▸ **How to complete this task**:
Every record, from first to last, should be written out again exactly.

▸ **Data supplied**:
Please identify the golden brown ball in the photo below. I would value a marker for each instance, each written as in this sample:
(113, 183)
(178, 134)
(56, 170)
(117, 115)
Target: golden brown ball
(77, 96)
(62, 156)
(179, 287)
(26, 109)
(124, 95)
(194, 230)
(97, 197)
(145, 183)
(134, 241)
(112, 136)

▸ **Problem solution**:
Please identify the golden brown ball in the photo below. I would value a marker for each instance, each written as in this sample:
(113, 183)
(178, 134)
(56, 170)
(117, 115)
Target: golden brown ball
(77, 96)
(62, 156)
(179, 287)
(26, 109)
(124, 95)
(194, 230)
(97, 197)
(145, 183)
(134, 241)
(112, 136)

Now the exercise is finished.